■ **ЗАДАНИЯ**
1. Выпишите без изменений из рецензии на фильм о Менгеле текст от «Скитаясь, перебираясь из» до «таков. Тоже банально!».
2. Продолжите рецензию на фильм о Менгеле, начав сразу после её последнего предложения.

■ **ОТРЫВОК**
.....

Скитаясь, перебираясь из Аргентины в Парагвай, из Парагвая в Бразилию, Менгеле становится настоящим параноиком. Он начинает ненавидеть и подозревать даже семью переселенцев из Венгрии, на ферме у которых скрывается. Он требует не говорить при нём по-венгерски, пускает в ход кулаки. Замечателен диалог хозяев фермы, муж собирается выгнать беспокойного постояльца, жена возражает: за него платят деньги. А если нападут на его след? Тогда, говорит жена, мы сдадим его и скажем, что не знали, кто он таков. Тоже банально!
А как злобно смотрит на всё окружающее сыгранный Дилем Менгеле. Как передёргивает его, когда он проходит мимо чучела, очень убедительного, тут и шляпа, и пальто, и ноги — Менгеле оно кажется напоминанием о грядущей виселице.
Ирония как расплата
Это фильм без героя: единственный антагонист Менгеле — его сын Рольф (Максимилиан Бретшнайдер), который приезжает, чтобы задать отцу неудобные вопросы, но конфликт между ними намечен пунктирно, чтобы ещё раз показать узколобость Менгеле, его замкнутость в мировоззрении убеждённого наци. Серебренников, кажется, строит фильм на отсутствии классического драматического конфликта, у его Менгеле конфликт с мирозданием, которое его исторгло, или он сам оторвался от мироздания, замкнувшись в своём безумии, а не с кем-то из живущих. Люди проходят сквозь его жизнь, он видит в них угрозу (даже в тех, кто ему помогают скрываться), но не личности. Потому что в нём самом личность стёрта.
У фильма три равноправных творца: режиссёр, исполнитель заглавной роли и кинооператор Владислав Опельянц, камера которого невероятно выразительно передает оттенки чёрно-белого мира и оттенки внутреннего, тоже давно ставшего чёрно-белым, мира Менгеле. Опельянц вообще «серебренниковский» оператор, он снимал и «Лето», и «Петровы в гриппе», и «Жену Чайковского», все фильмы Серебренникова последних лет, кроме «Лимонова». Не понимаю, зачем в одной появившейся во время PÖFF «рецензии» требовалось напоминать, что Опельянц работал и с Никитой Михалковым. Лояльность, что ли, проявить хотелось: мол, всегда на страже, держим руку на пульсе?

.....

■ **ЗАПИСИ НАБОРА ДАННЫХ**
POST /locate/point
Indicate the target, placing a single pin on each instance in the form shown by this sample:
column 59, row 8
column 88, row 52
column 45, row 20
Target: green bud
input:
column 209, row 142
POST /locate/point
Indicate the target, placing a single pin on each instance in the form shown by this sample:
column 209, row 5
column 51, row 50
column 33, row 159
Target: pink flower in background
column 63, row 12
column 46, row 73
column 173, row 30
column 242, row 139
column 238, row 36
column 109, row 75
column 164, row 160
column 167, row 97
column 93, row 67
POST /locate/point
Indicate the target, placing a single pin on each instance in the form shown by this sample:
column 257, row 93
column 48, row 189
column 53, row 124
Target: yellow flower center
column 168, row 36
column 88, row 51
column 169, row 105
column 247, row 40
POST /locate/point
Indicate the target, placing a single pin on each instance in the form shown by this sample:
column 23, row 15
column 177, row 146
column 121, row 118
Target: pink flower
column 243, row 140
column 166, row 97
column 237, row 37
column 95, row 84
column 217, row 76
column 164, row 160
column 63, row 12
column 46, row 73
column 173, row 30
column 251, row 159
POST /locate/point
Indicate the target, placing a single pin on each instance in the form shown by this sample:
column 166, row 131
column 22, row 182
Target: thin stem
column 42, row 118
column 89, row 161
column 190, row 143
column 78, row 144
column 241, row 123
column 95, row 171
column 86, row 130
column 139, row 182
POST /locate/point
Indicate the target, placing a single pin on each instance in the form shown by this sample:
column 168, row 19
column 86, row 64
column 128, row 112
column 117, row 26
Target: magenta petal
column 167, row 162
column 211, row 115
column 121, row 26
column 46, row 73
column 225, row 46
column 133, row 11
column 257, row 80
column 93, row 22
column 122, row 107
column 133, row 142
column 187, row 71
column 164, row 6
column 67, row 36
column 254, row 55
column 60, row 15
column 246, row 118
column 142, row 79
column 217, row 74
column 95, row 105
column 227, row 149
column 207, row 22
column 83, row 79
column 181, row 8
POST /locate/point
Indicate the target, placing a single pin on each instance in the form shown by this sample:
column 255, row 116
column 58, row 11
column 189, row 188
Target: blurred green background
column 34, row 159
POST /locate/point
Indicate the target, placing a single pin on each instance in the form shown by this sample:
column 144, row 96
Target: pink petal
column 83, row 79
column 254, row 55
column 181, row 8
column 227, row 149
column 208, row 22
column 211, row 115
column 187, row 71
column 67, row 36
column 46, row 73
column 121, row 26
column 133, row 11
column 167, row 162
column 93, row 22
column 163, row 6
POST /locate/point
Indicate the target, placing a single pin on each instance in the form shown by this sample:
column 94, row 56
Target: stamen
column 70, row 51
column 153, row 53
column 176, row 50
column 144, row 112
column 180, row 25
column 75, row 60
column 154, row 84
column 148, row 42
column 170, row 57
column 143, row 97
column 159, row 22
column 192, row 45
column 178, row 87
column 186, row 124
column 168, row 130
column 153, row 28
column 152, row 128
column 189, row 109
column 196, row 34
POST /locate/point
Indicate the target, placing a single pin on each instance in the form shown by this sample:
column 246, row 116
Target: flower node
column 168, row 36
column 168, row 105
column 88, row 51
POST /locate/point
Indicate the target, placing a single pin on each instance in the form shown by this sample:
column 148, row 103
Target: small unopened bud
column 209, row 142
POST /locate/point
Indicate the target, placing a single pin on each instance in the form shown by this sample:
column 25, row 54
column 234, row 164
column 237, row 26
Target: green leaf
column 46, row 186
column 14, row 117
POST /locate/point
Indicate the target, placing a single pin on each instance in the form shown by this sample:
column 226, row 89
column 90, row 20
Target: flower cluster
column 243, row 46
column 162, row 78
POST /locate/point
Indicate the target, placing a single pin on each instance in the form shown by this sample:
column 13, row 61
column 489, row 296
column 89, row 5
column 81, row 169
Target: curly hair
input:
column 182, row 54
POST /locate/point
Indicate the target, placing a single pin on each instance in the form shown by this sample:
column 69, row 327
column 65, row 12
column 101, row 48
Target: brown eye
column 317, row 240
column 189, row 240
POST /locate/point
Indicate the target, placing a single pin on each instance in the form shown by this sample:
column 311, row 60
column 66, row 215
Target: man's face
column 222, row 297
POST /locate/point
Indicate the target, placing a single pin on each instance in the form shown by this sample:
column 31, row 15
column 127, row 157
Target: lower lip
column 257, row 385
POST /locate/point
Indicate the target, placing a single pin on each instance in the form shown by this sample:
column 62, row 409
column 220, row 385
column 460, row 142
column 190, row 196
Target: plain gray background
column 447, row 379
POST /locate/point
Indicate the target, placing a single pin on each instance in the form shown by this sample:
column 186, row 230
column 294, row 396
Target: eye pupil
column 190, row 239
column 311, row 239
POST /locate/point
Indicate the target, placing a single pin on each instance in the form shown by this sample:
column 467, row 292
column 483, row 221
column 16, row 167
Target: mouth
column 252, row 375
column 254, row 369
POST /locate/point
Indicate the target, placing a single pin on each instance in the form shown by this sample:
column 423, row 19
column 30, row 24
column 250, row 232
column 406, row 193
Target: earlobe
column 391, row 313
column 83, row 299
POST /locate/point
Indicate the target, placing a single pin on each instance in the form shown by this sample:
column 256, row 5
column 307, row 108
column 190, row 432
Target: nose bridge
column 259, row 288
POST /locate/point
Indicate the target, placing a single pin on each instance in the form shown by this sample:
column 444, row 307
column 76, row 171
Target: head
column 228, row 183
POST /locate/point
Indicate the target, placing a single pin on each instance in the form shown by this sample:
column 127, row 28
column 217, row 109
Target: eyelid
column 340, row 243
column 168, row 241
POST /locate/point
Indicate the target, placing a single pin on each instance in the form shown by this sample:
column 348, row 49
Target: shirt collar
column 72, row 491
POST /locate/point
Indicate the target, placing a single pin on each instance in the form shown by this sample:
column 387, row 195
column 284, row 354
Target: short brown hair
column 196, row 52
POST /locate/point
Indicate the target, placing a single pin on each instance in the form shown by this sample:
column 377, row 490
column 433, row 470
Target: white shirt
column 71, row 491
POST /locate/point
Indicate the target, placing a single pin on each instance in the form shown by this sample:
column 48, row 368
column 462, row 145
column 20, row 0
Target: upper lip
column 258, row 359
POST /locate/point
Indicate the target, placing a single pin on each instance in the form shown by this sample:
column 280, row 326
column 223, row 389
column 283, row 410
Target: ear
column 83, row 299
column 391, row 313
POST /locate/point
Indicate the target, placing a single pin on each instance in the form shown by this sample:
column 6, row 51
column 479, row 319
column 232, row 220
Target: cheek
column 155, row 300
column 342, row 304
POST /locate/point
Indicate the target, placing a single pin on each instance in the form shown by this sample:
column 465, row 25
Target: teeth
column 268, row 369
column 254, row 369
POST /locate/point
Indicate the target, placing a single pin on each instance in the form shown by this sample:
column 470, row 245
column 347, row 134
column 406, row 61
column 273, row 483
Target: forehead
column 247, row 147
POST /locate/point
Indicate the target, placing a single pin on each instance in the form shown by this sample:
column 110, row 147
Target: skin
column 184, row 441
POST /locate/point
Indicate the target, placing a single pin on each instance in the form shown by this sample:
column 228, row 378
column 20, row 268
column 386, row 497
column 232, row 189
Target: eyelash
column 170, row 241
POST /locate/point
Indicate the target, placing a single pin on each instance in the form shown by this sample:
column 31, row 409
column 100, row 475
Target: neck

.....

■ **ОТВЕТЫ ПО ПУНКТАМ**
1.
Скитаясь, перебираясь из Аргентины в Парагвай, из Парагвая в Бразилию, Менгеле становится настоящим параноиком. Он начинает ненавидеть и подозревать даже семью переселенцев из Венгрии, на ферме у которых скрывается. Он требует не говорить при нём по-венгерски, пускает в ход кулаки. Замечателен диалог хозяев фермы, муж собирается выгнать беспокойного постояльца, жена возражает: за него платят деньги. А если нападут на его след? Тогда, говорит жена, мы сдадим его и скажем, что не знали, кто он таков. Тоже банально!

2.
В «Исчезновении Йозефа Менгеле» есть основанная на перекличке, «рифме» расставленных по пространству фильма образных ходов, мрачная и убийственная ирония. Менгеле в Аушвице делал опыты с близнецами — и близнецы то и дело появляются вокруг него. В сцене свадьбы с Мартой двое мальчиков, подручных кондитера, близнецы, схожие до полной неразличимости. В конце картины ещё одна свадьба — девушка, устроившаяся служанкой к «Дону Педро» (последний «псевдоним» Менгеле), приводит его на свадьбу сестры, оказывается, они с невестой близнецы, к тому же жених — темнокожий. Да и у обоих девушек характерный еврейский профиль. Какой удар по психике адепта арийской расы!
Сцена свадьбы переходит в бразильский карнавал, веселье до упада, вокруг пляшут жутковатые маски, «дон Педро» теряет сознание, его водружают на спину осла. Карнавал, по Михаилу Бахтину, несёт в себе десакрализацию «высокого», «дон Педро» на осле — пародийное снижение обряда «шествия на осляти», только вместо церковного или светского иерарха на осле — ничтожество, банальное воплощение Зла во всей его мерзости.
И третья «игра вокруг близнецов» — в прологе фильма. На медицинском факультете Университета Сан-Паулу идёт занятие по анатомии. Профессор демонстрирует скелет Менгеле, опознанный по сохранившимся характерным признакам — щели между двух передних зубов, а также по ДНК. Предлагает подержать череп одному из двух студентов-близнецов, красивые высокие темнокожие парни абсолютно схожи, даже профессор не может отличить, кто Карлос, кто Деметрио. Воистину: ирония — это возмездие!